## TASK GOAL
Every record must be repeated exactly, with no omission.

## MATERIAL SHOWN
---
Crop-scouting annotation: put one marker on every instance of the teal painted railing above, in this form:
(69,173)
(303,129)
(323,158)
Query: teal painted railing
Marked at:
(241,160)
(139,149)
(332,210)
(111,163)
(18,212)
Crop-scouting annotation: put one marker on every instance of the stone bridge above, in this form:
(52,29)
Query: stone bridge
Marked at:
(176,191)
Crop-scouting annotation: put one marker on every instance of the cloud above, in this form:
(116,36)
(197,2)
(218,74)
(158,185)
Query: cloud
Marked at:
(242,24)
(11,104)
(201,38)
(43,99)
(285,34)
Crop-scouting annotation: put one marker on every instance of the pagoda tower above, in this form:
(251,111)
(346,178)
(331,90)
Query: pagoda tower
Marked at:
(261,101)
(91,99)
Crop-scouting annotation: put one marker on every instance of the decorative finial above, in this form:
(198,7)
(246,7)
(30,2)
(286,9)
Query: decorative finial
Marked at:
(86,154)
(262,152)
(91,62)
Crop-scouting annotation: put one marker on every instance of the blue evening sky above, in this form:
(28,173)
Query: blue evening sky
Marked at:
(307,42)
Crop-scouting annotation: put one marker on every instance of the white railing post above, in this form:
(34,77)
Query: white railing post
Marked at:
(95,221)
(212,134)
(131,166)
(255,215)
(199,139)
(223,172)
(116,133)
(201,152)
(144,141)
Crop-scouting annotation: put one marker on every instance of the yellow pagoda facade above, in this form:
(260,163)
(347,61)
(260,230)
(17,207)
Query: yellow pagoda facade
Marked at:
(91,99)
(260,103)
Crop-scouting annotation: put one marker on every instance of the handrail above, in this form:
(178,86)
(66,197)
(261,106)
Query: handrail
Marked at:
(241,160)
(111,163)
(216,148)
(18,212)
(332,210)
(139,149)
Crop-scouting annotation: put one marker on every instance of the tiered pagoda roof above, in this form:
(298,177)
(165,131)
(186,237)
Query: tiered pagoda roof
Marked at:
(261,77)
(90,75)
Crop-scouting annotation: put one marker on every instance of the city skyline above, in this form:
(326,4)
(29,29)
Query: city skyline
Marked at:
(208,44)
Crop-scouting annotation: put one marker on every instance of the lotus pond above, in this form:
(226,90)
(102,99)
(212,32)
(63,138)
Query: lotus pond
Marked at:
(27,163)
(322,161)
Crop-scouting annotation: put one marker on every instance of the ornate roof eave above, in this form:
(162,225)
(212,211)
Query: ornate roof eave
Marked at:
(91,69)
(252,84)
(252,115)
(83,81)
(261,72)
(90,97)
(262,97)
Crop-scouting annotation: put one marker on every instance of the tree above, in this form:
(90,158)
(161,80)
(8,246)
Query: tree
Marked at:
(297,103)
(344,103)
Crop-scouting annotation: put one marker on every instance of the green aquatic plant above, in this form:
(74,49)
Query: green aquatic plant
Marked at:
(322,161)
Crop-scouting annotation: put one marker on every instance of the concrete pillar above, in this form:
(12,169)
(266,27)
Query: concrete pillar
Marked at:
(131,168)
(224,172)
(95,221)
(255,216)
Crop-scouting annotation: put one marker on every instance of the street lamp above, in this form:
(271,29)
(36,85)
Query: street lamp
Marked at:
---
## CORRECT OUTPUT
Crop-scouting annotation: put one marker on every instance of the teal painted railing above, in this form:
(69,173)
(303,129)
(323,158)
Query: teal painted railing
Marked at:
(241,160)
(139,149)
(332,210)
(111,163)
(18,212)
Crop-scouting annotation: put one marker on every instance of the stone bridge above, in this form:
(52,29)
Query: stone bridge
Marked at:
(176,191)
Crop-scouting annotation: put one marker on every instance of the cloud above, in this form:
(116,36)
(197,2)
(218,74)
(158,185)
Query: cloud
Marked at:
(242,24)
(11,104)
(201,38)
(43,99)
(285,34)
Crop-scouting annotation: put one marker on every instance of the pagoda tower above, in this form:
(251,111)
(346,178)
(331,90)
Query: pagoda tower
Marked at:
(261,101)
(91,99)
Crop-scouting annotation: put one marker on every instance of the decorative finial above, in this form:
(198,7)
(246,7)
(30,2)
(286,9)
Query: decorative finial
Marked at:
(86,154)
(262,152)
(91,62)
Crop-scouting annotation: put one marker on every instance of the blue evening sky above, in this form:
(28,173)
Query: blue evening sky
Marked at:
(307,42)
Crop-scouting annotation: put one marker on every instance of the white railing post above, in this form:
(34,77)
Query: white railing post
Marked at:
(95,221)
(212,134)
(131,166)
(255,215)
(199,139)
(223,172)
(116,133)
(201,152)
(144,141)
Crop-scouting annotation: put one marker on every instance of the yellow pagoda facade above, in this form:
(260,163)
(347,61)
(260,230)
(17,207)
Query: yellow pagoda facade
Marked at:
(91,99)
(260,103)
Crop-scouting annotation: put one marker on every instance of the handrail above, in this form:
(178,86)
(66,197)
(261,106)
Query: handrail
Marked at:
(241,160)
(111,163)
(216,148)
(18,212)
(332,210)
(139,149)
Crop-scouting annotation: put one marker on every instance of the tiered pagoda roof above, in this form:
(298,177)
(165,131)
(186,237)
Query: tiered pagoda roof
Marked at:
(261,77)
(90,75)
Crop-scouting annotation: put one marker on every instance of the city skyline above, in this form:
(326,4)
(29,29)
Query: city skyline
Marked at:
(208,44)
Crop-scouting annotation: put one marker on every instance of the lotus pond above, in this form:
(226,90)
(102,99)
(212,32)
(63,138)
Query: lotus pond
Marked at:
(27,163)
(322,161)
Crop-scouting annotation: put one marker on every instance of the ornate roof eave above, in this form:
(162,225)
(212,211)
Query: ornate roof eave
Marked at:
(91,69)
(252,84)
(252,115)
(83,81)
(261,72)
(90,97)
(262,97)
Crop-scouting annotation: put one marker on every instance of the tree above, in this form:
(90,158)
(161,80)
(8,246)
Query: tree
Marked at:
(297,103)
(344,103)
Crop-scouting annotation: put one marker on every instance of the green aquatic plant above, in this form:
(74,49)
Query: green aquatic plant
Marked at:
(322,161)
Crop-scouting annotation: put one marker on every instance of the concrete pillar above, in this form:
(12,169)
(266,27)
Query: concrete pillar
Marked at:
(131,168)
(224,172)
(95,221)
(255,216)
Crop-scouting annotation: put one marker on every instance of the street lamp above, in this form:
(271,29)
(36,85)
Query: street lamp
Marked at:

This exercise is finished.